### Given entries

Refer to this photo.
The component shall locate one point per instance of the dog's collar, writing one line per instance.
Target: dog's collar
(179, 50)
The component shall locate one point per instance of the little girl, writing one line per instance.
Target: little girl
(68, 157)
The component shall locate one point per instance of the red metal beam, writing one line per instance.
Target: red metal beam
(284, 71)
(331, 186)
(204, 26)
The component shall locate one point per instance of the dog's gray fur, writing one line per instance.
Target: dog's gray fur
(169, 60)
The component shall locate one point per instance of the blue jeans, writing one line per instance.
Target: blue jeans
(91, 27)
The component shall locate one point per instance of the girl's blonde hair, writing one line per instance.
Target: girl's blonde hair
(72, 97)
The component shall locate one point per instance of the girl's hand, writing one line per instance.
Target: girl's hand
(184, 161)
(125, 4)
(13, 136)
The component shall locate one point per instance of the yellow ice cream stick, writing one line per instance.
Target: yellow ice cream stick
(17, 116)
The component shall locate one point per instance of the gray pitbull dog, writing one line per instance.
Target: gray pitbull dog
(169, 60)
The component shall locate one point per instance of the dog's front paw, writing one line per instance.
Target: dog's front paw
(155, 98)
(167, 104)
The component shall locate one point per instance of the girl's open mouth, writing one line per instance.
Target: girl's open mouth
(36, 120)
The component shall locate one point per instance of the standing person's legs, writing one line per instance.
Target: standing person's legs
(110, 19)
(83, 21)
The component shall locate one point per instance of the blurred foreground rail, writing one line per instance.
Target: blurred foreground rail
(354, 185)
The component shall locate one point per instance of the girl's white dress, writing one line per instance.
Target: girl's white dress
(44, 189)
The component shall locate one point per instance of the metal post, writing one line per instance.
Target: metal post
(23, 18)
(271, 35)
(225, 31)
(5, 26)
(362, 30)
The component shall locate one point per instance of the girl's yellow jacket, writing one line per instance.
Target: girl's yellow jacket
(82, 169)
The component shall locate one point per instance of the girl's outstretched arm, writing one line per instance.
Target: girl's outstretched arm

### Problem requirements
Return all lines in the data that include the word "outstretched".

### Written reply
The component shall locate one point per instance of the girl's outstretched arm, writing one line per instance.
Target: girl's outstretched arm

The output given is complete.